• Problem description: Render each line of the items below as a JSON list of strings, one string per line, omitting any blank lines.

• Excerpts from point annotation data:
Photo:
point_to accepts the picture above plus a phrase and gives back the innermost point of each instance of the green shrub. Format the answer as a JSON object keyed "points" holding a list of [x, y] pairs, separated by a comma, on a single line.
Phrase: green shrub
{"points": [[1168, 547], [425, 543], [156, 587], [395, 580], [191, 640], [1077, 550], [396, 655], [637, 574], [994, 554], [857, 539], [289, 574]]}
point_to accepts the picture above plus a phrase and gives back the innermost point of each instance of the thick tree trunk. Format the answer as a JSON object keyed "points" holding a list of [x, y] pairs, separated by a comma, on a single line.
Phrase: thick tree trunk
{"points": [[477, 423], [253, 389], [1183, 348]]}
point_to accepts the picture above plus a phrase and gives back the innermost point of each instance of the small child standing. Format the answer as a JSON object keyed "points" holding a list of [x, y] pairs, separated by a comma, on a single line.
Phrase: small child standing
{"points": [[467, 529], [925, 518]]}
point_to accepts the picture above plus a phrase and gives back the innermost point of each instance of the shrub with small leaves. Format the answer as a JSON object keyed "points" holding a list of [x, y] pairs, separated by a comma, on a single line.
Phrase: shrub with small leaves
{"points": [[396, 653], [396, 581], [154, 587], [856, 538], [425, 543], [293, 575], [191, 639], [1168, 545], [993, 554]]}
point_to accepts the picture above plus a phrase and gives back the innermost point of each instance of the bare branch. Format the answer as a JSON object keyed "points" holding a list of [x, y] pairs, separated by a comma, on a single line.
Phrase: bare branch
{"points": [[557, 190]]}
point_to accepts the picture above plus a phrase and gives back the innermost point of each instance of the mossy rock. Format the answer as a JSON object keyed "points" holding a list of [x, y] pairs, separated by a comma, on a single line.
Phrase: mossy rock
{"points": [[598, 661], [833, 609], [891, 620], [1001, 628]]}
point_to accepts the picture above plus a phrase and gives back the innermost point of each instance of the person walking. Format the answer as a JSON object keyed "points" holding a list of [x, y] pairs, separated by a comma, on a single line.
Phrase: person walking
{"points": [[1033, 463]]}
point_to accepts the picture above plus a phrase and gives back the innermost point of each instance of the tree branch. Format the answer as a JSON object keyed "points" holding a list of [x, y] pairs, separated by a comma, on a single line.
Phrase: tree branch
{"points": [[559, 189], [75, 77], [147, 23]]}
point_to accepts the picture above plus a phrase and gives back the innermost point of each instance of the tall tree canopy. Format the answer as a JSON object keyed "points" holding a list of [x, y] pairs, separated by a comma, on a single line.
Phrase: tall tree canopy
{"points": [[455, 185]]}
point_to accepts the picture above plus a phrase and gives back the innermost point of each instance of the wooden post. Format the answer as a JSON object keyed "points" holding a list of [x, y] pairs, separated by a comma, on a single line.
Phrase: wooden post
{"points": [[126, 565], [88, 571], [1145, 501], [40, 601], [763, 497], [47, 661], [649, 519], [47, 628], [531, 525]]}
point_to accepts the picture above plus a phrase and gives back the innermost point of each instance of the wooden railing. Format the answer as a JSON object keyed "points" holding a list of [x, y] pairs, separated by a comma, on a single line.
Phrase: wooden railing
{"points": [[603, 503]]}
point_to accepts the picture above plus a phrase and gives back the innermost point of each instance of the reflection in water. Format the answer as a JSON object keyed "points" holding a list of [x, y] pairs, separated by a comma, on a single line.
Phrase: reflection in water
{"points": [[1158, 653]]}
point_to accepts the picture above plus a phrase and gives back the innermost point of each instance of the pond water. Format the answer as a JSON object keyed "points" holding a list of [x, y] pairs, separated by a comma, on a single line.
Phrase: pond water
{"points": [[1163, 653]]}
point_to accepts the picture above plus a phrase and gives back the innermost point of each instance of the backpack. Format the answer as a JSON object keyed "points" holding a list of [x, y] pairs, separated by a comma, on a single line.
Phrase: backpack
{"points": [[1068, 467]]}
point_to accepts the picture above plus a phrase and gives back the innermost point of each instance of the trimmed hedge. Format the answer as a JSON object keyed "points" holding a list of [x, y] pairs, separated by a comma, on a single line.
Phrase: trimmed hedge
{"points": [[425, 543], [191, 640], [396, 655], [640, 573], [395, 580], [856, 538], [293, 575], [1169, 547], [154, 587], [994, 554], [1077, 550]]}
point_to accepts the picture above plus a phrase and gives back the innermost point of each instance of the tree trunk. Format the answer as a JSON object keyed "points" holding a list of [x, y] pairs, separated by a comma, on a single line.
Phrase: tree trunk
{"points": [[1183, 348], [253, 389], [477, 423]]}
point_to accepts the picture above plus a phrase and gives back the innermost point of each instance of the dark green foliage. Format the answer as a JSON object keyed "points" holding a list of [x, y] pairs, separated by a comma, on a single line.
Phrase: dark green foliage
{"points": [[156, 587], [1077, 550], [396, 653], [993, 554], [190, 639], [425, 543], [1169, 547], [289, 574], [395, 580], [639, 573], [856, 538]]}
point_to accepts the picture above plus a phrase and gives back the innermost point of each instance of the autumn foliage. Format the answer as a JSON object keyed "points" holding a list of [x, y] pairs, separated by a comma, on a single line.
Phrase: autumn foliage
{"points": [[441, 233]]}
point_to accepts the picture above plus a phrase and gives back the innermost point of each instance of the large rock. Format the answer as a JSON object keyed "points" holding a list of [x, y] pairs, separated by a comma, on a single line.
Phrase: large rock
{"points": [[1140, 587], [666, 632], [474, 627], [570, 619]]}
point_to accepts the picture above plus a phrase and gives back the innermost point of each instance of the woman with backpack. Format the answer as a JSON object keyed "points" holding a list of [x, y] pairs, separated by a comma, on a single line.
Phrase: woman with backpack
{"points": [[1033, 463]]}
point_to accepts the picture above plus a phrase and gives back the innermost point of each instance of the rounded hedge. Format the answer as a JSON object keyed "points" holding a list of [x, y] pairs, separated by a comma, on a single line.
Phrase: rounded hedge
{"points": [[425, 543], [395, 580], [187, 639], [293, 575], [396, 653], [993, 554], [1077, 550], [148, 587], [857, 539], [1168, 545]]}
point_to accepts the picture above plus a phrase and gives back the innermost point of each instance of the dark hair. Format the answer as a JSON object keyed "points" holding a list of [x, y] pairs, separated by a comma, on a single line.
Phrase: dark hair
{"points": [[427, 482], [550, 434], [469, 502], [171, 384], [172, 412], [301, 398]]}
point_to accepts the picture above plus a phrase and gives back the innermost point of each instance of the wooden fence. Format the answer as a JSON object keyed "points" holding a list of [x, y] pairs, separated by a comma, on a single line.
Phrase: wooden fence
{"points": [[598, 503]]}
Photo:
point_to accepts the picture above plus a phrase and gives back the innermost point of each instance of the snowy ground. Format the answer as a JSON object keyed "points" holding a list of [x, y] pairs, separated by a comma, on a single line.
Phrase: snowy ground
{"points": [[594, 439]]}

• Answer to this exercise:
[
  "Photo:",
  "point_to accepts the picture above plus a phrase and gives back the innermost point of each instance of the green shrub. Format the answer as a JSON object keyed \"points\" holding a list of [x, y] pairs, separated by a comma, on a single line.",
  "Phrase: green shrub",
  "{\"points\": [[1168, 547], [425, 543], [156, 587], [395, 580], [191, 640], [1077, 550], [396, 655], [637, 574], [994, 554], [857, 539], [289, 574]]}",
  "point_to accepts the picture above plus a phrase and gives back the innermost point of each instance of the thick tree trunk. Format the answer as a JSON object keyed \"points\" holding a list of [x, y] pairs, separated by a comma, on a single line.",
  "Phrase: thick tree trunk",
  "{\"points\": [[477, 423], [253, 389], [1183, 348]]}",
  "point_to accepts the picture above plus a phrase and gives back the innermost point of each instance of the small child standing. Format the answer as a JSON object keyed \"points\" holding a list of [x, y] pairs, separated by a comma, on a single line.",
  "Phrase: small child standing",
  "{\"points\": [[467, 529], [925, 518]]}",
  "point_to accepts the picture above plus a phrase and gives back the innermost point of each instance of the shrub with small leaves. Format the answer as a JSON object keyed \"points\" holding a list of [x, y] pairs, separated by a comma, on a single line.",
  "Phrase: shrub with small leaves",
  "{\"points\": [[396, 653], [396, 581], [154, 587], [856, 538], [425, 543], [293, 575], [191, 639], [1168, 545], [993, 554]]}",
  "point_to accepts the picture above plus a phrase and gives back the innermost point of each instance of the bare branch. Format the answer as a JSON object keyed \"points\" holding a list of [x, y] pairs, separated by a comma, on a single line.",
  "Phrase: bare branch",
  "{\"points\": [[557, 190]]}",
  "point_to accepts the picture above plus a phrase and gives back the innermost point of each instance of the mossy rock. Format the answer as a JSON object keyed \"points\" holding a list of [x, y] pairs, separated by a comma, on a single line.",
  "Phrase: mossy rock",
  "{\"points\": [[598, 661], [833, 609], [891, 620], [1001, 628]]}",
  "point_to accepts the picture above plus a phrase and gives back the innermost point of each instance of the person walking. Format the answer as a JSON object keyed \"points\" holding a list of [x, y] pairs, separated by a comma, on a single line.",
  "Phrase: person walking",
  "{\"points\": [[1033, 463]]}",
  "point_to accepts the picture above plus a phrase and gives back the innermost point of each instance of the tree branch. Format the answer as a JSON object keyed \"points\" holding a list of [x, y] pairs, separated by a comma, on a single line.",
  "Phrase: tree branch",
  "{\"points\": [[559, 189], [75, 77], [147, 23]]}",
  "point_to accepts the picture above plus a phrase and gives back the innermost point of each instance of the tall tree canopy. Format the answer as a JSON object keyed \"points\" holding a list of [x, y] pairs, separated by a comma, on a single line.",
  "Phrase: tall tree canopy",
  "{\"points\": [[455, 185]]}",
  "point_to accepts the picture above plus a phrase and gives back the innermost point of each instance of the wooden post. Format the answer as a JSON object keyed \"points\" holding a list of [x, y] pairs, separated by a comma, on a single line.",
  "Phrase: wooden post",
  "{\"points\": [[126, 565], [88, 571], [1145, 501], [40, 601], [763, 497], [47, 661], [649, 519], [47, 628], [531, 525]]}",
  "point_to accepts the picture above plus a phrase and gives back the innermost point of each instance of the wooden railing. Format the answer as a JSON object keyed \"points\" holding a list of [x, y] pairs, separated by a comma, on a single line.",
  "Phrase: wooden railing",
  "{\"points\": [[603, 503]]}",
  "point_to accepts the picture above plus a phrase and gives back the innermost point of each instance of the reflection in water. Format the answer as a JSON object keyed \"points\" holding a list of [x, y] pairs, separated by a comma, on a single line.",
  "Phrase: reflection in water",
  "{\"points\": [[1158, 653]]}",
  "point_to accepts the picture above plus a phrase and gives back the innermost point of each instance of the pond water. Format the answer as a JSON object keyed \"points\" holding a list of [x, y] pairs, separated by a comma, on a single line.",
  "Phrase: pond water",
  "{\"points\": [[1163, 653]]}",
  "point_to accepts the picture above plus a phrase and gives back the innermost point of each instance of the backpack. Format the answer as a JSON object keyed \"points\" holding a list of [x, y] pairs, separated by a comma, on a single line.",
  "Phrase: backpack",
  "{\"points\": [[1068, 467]]}",
  "point_to accepts the picture above plus a phrase and gives back the innermost point of each instance of the trimmed hedge. Format the answer as a JSON object keyed \"points\" holding a list of [x, y] pairs, separated by a comma, on a single line.",
  "Phrase: trimmed hedge",
  "{\"points\": [[425, 543], [191, 640], [396, 655], [640, 573], [395, 580], [856, 538], [293, 575], [1169, 547], [154, 587], [994, 554], [1077, 550]]}",
  "point_to accepts the picture above plus a phrase and gives back the innermost point of each instance of the tree trunk. Format the answer as a JSON object keyed \"points\" holding a list of [x, y] pairs, separated by a comma, on a single line.",
  "Phrase: tree trunk",
  "{\"points\": [[1183, 348], [253, 389], [477, 423]]}",
  "point_to accepts the picture above plus a phrase and gives back the innermost point of each instance of the dark green foliage. Format the answer as a JSON object keyed \"points\" holding a list of [x, y] pairs, separated by a comma, on a single line.",
  "Phrase: dark green foliage",
  "{\"points\": [[156, 587], [1077, 550], [396, 653], [993, 554], [190, 639], [425, 543], [1169, 547], [289, 574], [395, 580], [639, 573], [856, 538]]}",
  "point_to accepts the picture above plus a phrase and gives back the innermost point of each instance of the autumn foliage. Format the answer as a JSON object keyed \"points\" holding a list of [x, y] pairs, separated by a comma, on a single line.",
  "Phrase: autumn foliage",
  "{\"points\": [[441, 233]]}",
  "point_to accepts the picture above plus a phrase and gives back the innermost point of each instance of the large rock. Format the answer as a JSON object keyed \"points\" holding a list of [x, y] pairs, separated by a comma, on a single line.",
  "Phrase: large rock",
  "{\"points\": [[1140, 587], [666, 632], [474, 627], [570, 619]]}",
  "point_to accepts the picture above plus a phrase and gives back the innermost point of each instance of the woman with backpack. Format the answer as a JSON object keyed \"points\" holding a list of [x, y] pairs, separated by a comma, on a single line.",
  "Phrase: woman with backpack",
  "{\"points\": [[1033, 463]]}",
  "point_to accepts the picture above plus a phrase and gives back the innermost point of each instance of the rounded hedge. Format the answer as a JSON object keyed \"points\" holding a list of [x, y] pairs, separated by a comma, on a single line.",
  "Phrase: rounded hedge",
  "{\"points\": [[425, 543], [395, 580], [187, 639], [293, 575], [396, 653], [993, 554], [1077, 550], [148, 587], [857, 539], [1168, 545]]}",
  "point_to accepts the picture above plus a phrase and gives back the innermost point of each instance of the dark hair. Format the answer as a JSON object keyed \"points\" holding a list of [x, y] pairs, separated by a comma, on a single line.",
  "Phrase: dark hair",
  "{\"points\": [[427, 482], [550, 434], [469, 502], [171, 384], [172, 412], [301, 398]]}",
  "point_to accepts the picture above plus a phrase and gives back the innermost point of each instance of the wooden fence. Format the answer as a JSON object keyed \"points\" holding a list of [x, y] pairs, separated by a comma, on a single line.",
  "Phrase: wooden fence",
  "{\"points\": [[598, 503]]}",
  "Photo:",
  "point_to accepts the picture above plus a phrase and gives back the innermost point of each instance of the snowy ground. Format the answer as a JSON object keyed \"points\" holding a list of [x, y] pairs, separated by a comma, on a single line.",
  "Phrase: snowy ground",
  "{\"points\": [[594, 439]]}"
]